Problem statement: Somewhere below is a line with "positive clicks: (24, 12)" and, later, a line with "13L311 0L0 5L1"; repeat those two lines and all the lines between them, exactly as they are.

Excerpted data:
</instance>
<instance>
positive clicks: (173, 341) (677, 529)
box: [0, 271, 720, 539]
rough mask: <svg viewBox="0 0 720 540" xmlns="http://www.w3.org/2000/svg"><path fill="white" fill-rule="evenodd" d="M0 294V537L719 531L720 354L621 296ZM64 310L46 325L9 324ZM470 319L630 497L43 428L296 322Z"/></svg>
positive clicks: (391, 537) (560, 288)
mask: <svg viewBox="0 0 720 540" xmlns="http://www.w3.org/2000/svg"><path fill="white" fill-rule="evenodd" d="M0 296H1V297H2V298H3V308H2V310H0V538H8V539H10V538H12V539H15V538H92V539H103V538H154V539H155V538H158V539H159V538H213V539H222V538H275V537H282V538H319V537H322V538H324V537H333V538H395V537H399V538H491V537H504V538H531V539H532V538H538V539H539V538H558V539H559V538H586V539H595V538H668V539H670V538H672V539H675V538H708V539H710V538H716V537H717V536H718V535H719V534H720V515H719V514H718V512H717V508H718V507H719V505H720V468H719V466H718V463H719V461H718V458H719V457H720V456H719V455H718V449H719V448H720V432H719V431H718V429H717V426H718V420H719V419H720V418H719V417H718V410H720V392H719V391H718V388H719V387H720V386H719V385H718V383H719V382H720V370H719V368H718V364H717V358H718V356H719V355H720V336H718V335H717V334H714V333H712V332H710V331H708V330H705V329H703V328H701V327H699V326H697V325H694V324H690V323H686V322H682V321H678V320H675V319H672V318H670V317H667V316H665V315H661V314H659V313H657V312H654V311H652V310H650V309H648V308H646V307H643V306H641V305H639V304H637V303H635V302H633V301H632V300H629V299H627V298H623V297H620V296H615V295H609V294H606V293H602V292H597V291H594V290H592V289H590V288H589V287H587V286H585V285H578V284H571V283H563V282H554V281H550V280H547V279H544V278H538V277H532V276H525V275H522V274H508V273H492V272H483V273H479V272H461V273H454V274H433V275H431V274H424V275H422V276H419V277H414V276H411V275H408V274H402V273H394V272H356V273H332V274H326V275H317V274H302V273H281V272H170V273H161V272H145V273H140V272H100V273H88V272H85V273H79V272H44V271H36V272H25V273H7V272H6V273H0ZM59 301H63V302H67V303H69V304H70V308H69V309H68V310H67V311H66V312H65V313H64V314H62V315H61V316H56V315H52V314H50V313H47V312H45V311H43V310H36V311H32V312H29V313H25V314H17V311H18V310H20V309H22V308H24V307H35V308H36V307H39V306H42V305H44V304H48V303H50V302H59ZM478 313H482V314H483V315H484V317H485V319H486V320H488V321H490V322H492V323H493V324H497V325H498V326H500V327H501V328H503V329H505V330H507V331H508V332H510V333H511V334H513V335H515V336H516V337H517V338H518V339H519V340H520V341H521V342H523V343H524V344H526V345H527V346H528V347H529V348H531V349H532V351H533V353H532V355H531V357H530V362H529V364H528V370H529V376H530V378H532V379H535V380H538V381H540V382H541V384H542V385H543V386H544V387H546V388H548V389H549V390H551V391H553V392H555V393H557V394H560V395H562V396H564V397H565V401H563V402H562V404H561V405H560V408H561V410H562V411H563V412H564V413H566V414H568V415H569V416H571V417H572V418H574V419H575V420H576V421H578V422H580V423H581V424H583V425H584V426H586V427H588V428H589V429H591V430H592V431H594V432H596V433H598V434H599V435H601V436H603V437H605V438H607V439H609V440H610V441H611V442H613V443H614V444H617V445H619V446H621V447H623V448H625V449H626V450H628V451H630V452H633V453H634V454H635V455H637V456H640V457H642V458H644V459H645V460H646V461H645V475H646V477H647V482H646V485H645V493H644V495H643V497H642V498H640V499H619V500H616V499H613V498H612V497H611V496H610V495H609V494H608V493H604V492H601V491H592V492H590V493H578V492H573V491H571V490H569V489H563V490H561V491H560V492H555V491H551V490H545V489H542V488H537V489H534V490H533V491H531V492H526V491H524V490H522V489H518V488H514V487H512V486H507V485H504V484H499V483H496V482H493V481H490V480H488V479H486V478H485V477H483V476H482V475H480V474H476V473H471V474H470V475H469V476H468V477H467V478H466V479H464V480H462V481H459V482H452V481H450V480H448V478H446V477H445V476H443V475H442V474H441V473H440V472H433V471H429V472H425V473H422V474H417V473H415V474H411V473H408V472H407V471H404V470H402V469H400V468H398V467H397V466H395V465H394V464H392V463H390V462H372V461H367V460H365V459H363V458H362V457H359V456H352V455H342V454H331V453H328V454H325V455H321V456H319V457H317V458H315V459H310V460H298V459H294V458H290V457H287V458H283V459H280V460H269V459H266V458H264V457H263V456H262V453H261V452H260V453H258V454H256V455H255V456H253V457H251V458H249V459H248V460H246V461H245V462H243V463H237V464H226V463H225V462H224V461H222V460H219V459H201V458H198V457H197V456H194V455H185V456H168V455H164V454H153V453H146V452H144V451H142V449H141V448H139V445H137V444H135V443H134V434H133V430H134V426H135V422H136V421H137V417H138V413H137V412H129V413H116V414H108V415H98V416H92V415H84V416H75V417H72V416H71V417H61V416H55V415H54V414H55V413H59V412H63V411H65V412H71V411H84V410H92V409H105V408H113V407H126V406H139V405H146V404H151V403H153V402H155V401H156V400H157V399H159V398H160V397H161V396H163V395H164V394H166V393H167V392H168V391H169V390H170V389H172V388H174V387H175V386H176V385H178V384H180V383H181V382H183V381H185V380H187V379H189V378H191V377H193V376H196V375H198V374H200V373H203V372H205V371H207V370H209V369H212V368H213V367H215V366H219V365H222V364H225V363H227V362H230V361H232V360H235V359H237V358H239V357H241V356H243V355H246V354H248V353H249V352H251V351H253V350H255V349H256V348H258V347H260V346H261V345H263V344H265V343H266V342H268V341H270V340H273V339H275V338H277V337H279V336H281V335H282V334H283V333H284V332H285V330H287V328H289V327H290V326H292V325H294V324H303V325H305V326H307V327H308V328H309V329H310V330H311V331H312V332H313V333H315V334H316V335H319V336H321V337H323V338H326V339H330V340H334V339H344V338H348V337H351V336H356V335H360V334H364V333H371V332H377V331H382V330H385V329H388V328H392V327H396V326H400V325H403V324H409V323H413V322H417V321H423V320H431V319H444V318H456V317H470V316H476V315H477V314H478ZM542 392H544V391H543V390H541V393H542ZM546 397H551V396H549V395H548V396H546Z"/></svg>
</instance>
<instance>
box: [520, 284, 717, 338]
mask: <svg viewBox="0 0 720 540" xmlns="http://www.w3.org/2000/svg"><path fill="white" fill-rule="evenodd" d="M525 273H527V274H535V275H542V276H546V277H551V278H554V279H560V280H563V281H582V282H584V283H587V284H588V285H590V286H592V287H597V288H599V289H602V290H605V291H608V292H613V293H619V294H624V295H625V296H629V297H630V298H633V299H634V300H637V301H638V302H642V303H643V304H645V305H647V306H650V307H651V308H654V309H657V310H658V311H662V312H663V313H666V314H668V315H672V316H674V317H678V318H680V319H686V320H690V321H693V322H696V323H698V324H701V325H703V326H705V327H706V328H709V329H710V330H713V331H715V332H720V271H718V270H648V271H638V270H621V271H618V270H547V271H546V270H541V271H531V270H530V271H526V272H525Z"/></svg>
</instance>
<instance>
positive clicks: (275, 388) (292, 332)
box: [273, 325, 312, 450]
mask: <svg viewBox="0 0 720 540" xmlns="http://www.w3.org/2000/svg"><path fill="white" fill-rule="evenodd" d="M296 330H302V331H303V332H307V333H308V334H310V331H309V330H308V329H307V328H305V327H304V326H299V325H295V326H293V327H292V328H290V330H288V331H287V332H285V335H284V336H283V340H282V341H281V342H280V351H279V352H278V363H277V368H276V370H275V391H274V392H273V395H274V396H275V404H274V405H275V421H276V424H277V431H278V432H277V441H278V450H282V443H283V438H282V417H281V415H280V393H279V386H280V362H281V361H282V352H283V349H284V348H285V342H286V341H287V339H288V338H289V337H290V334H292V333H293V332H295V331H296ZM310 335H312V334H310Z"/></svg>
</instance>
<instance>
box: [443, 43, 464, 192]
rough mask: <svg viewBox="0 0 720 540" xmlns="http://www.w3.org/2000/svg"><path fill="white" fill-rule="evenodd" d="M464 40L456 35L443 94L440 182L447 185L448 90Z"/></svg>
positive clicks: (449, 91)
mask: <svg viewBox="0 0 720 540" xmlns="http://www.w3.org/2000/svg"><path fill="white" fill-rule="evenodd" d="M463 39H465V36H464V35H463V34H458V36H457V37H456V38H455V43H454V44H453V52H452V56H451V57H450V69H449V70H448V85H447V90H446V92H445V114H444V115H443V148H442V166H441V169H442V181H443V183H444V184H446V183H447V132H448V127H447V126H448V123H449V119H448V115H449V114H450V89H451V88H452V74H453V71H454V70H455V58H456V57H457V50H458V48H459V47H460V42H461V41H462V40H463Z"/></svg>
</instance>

...

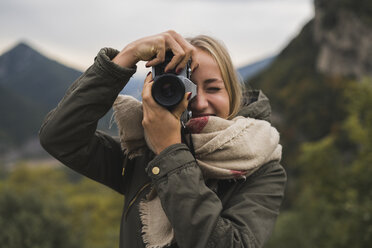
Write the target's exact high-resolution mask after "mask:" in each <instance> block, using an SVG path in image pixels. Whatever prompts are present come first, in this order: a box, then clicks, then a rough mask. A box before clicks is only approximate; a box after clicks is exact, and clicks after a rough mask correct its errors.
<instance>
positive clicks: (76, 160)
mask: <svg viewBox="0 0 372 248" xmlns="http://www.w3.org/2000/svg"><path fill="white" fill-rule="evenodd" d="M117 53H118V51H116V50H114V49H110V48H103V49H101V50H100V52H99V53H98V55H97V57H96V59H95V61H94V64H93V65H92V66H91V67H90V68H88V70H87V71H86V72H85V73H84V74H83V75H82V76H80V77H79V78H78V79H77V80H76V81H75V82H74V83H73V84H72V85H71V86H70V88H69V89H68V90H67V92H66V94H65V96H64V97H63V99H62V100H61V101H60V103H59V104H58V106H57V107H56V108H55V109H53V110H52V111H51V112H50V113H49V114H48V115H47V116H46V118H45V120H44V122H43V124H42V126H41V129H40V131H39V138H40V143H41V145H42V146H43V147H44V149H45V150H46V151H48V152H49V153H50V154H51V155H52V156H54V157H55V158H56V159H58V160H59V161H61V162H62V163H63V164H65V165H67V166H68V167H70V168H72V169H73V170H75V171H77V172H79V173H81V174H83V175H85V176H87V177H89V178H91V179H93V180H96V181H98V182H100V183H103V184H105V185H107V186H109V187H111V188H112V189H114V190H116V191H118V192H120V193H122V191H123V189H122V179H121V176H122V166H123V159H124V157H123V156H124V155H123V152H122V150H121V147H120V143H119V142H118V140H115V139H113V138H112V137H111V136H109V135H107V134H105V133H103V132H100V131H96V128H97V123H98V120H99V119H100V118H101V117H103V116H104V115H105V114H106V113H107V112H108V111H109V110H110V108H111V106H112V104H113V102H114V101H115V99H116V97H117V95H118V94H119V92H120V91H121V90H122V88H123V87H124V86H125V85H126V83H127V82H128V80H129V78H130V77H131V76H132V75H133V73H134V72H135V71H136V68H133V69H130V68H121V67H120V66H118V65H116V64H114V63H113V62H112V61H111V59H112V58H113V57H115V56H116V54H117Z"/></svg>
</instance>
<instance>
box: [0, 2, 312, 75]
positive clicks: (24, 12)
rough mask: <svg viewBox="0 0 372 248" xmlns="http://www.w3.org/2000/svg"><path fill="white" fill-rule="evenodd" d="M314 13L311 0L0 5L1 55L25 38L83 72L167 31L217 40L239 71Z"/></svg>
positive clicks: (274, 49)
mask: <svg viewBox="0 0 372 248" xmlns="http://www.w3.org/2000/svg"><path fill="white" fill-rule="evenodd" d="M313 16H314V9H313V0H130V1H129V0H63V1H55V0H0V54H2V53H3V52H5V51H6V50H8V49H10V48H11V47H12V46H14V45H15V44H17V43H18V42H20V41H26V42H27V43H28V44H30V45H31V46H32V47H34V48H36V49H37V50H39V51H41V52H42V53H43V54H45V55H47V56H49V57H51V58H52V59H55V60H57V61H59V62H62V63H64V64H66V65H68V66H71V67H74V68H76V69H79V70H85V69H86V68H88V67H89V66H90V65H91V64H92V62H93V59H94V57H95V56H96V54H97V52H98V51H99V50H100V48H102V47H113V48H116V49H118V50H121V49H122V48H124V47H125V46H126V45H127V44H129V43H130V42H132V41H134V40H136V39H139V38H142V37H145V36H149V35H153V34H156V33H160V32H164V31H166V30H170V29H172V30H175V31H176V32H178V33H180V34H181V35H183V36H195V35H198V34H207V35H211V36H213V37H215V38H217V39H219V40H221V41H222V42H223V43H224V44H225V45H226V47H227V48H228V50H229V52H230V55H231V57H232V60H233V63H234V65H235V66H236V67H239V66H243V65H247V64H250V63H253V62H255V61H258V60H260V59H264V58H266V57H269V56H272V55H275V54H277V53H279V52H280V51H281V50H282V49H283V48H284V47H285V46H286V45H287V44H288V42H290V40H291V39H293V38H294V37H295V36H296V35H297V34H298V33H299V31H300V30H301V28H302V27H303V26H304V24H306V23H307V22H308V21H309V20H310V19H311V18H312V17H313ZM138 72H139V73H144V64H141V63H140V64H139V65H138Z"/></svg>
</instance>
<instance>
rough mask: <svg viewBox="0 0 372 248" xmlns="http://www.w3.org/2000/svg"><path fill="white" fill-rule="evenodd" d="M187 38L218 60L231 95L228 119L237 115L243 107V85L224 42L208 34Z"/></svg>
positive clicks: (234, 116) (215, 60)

Result of the task:
positive clicks: (24, 12)
rough mask: <svg viewBox="0 0 372 248" xmlns="http://www.w3.org/2000/svg"><path fill="white" fill-rule="evenodd" d="M314 13L311 0L0 5L1 55L25 38L83 72L167 31L217 40L239 71Z"/></svg>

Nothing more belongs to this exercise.